>> begin Dataset content

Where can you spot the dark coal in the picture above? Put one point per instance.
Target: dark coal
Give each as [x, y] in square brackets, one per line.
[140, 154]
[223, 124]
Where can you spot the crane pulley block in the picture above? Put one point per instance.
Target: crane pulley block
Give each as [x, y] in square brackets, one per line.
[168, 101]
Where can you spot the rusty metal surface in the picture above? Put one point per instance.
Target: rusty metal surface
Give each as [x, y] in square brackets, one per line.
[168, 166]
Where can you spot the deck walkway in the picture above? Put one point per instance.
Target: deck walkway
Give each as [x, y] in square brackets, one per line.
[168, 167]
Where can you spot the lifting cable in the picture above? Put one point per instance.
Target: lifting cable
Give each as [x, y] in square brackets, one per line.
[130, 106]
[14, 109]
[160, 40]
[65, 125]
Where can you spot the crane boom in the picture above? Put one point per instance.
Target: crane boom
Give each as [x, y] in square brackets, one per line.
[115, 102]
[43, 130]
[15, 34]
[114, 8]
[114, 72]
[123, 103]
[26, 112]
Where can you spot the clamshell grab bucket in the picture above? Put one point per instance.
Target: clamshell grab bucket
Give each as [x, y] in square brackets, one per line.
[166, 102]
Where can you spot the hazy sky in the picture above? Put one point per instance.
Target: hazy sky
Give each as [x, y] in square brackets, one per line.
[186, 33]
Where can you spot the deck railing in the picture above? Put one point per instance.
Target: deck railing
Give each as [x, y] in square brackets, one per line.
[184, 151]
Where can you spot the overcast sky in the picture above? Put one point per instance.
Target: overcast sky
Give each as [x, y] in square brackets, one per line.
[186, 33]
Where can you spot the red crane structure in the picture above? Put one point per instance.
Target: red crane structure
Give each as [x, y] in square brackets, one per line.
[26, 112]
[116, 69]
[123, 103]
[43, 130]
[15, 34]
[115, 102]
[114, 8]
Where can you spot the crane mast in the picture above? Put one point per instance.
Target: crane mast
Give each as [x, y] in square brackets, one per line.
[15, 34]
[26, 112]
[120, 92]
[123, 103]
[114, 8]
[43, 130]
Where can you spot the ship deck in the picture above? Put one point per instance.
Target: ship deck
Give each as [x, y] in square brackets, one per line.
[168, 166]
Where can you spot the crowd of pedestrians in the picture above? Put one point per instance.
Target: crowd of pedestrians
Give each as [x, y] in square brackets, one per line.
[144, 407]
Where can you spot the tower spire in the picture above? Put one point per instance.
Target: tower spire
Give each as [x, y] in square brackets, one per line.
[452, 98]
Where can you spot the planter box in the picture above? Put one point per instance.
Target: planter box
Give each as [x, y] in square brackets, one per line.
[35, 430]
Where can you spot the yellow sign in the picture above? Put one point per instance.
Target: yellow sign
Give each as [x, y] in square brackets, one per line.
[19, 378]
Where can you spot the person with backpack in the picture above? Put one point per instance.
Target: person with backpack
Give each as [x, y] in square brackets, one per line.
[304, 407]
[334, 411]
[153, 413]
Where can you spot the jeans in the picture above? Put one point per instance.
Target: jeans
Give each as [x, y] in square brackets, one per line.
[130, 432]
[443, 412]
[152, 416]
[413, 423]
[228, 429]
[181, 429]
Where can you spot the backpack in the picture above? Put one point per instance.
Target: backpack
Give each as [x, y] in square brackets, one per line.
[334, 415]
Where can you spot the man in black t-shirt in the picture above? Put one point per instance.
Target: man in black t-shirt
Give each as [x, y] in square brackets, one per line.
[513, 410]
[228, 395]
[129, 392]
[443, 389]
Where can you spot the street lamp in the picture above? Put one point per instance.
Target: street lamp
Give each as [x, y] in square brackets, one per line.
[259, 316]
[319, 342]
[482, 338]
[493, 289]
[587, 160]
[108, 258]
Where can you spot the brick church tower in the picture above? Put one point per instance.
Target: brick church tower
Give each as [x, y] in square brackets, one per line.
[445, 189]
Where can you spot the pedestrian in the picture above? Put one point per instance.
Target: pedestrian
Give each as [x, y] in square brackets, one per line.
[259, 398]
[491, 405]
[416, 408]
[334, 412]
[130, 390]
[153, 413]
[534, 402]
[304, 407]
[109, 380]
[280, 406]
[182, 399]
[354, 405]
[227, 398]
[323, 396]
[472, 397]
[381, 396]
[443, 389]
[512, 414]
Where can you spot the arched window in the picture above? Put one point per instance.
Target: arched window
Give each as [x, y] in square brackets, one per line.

>> end Dataset content

● Challenge:
Write out the whole listing again. Match it word for word.

● Response:
Where can you spot the dark coal in the picture above? Put one point per instance.
Target: dark coal
Give each as [x, y] in square brackets, one per line.
[140, 154]
[223, 124]
Where can you spot the crane pulley block in the picture above? Put one point per instance.
Target: crane pulley block
Give each as [x, y] in square brackets, one per line.
[168, 101]
Where can you spot the rusty metal surface in the picture above? Put one point per instance.
Target: rusty metal surface
Give each as [x, y] in square brackets, one per line.
[168, 166]
Where can you spot the deck walkway in the picture above? Put one point per instance.
Target: deck walkway
Give each as [x, y] in square brackets, one per line.
[168, 167]
Where can you spot the lifting cable in the picture above? Put one point per instance.
Target: lifting cable
Give each as [x, y] in square brackets, one per line.
[130, 106]
[14, 109]
[160, 40]
[65, 125]
Where can you spot the crane boom in the picture above? Put one point per instance.
Target: crane boom
Give each as [x, y] in square brackets, one per line.
[115, 102]
[43, 130]
[15, 34]
[114, 8]
[114, 72]
[123, 103]
[26, 112]
Where can you spot the clamshell grab bucket in the picture above? Put one point per instance.
Target: clamshell grab bucket
Give each as [x, y] in square brackets, one per line.
[166, 102]
Where can you spot the hazy sky in the picture above? Put one point per instance.
Target: hazy sky
Give each as [x, y] in square brackets, one per line.
[186, 33]
Where can you spot the deck railing in the picture above? Put one point per instance.
Target: deck railing
Give each as [x, y] in square brackets, one per line.
[184, 151]
Where can you spot the overcast sky in the picture above? Put one point per instance.
Target: overcast sky
Give each as [x, y] in square brackets, one per line.
[186, 33]
Where can you spot the red crane structure in the picture above? Put one point per instance.
Target: red crane structure
Give each as [x, y] in square brackets, one per line.
[26, 112]
[116, 69]
[123, 103]
[43, 130]
[15, 34]
[115, 102]
[114, 8]
Where can you spot the crane mast in the picture above? Put one point per instance.
Target: crane mast
Give each as [x, y] in square brackets, one per line.
[15, 34]
[26, 112]
[120, 92]
[123, 103]
[114, 8]
[43, 130]
Where can you spot the ship deck in the picture above? Put one point per instance.
Target: ship deck
Give each as [x, y] in square brackets, one per line.
[168, 166]
Where can you spot the crowd of pedestrians in the picture above? Put one point per instance.
Target: crowd of pedestrians
Give each as [x, y] in square brackets, one per line.
[144, 407]
Where can you spot the tower spire in the picture above? Put one point per instance.
Target: tower spire
Give each as [x, y] in square brackets, one per line.
[452, 98]
Where can you spot the planter box in the picture above? Put one point per instance.
Target: planter box
Give each as [x, y] in square brackets, one per line.
[35, 430]
Where can you spot the yellow sign in the picture above? Put one point per instance.
Target: yellow sign
Give each as [x, y] in square brackets, one per line.
[19, 378]
Where can you spot the person with backpack in the picture above? Put one point per instance.
Target: person with backpack
Give each as [x, y] in square brackets, one per line.
[304, 407]
[334, 411]
[153, 413]
Where can you spot the jeans in the picture above? Put one point per instance.
Target: jeans
Give each as [x, y] in square brackets, one per line.
[130, 432]
[443, 412]
[152, 416]
[413, 423]
[228, 429]
[181, 429]
Where can you spot the backpack in the picture above? Put one point per instance.
Target: backpack
Give each as [x, y] in square brackets, one per line.
[334, 415]
Where can you spot the man in black t-shirt in the picture above? Put one point per instance.
Target: man in black t-shirt
Give each as [x, y] in square brackets, one per line.
[513, 410]
[228, 395]
[129, 392]
[443, 389]
Where can you spot the street lamp in the picture above? Put one point per instance.
Target: street lamp
Give each as [x, y] in square brackets, one per line.
[259, 316]
[319, 342]
[482, 338]
[493, 289]
[587, 160]
[108, 258]
Where can you spot the brick church tower in the picture above? Put one point per instance.
Target: brick church tower
Give each as [x, y] in square brackets, one per line.
[445, 189]
Where can you spot the pedestrian in the picture above? Put one point per instance.
Target: pedestrian
Give each as [x, y] in square brackets, one per line.
[259, 398]
[491, 405]
[416, 408]
[334, 412]
[130, 390]
[153, 413]
[534, 402]
[304, 407]
[109, 380]
[280, 406]
[182, 399]
[354, 405]
[227, 398]
[323, 396]
[472, 397]
[381, 396]
[443, 389]
[512, 414]
Where can you spot the arched window in the picture above? Put one point per instance.
Target: arched window
Give each as [x, y] in square brackets, one per line.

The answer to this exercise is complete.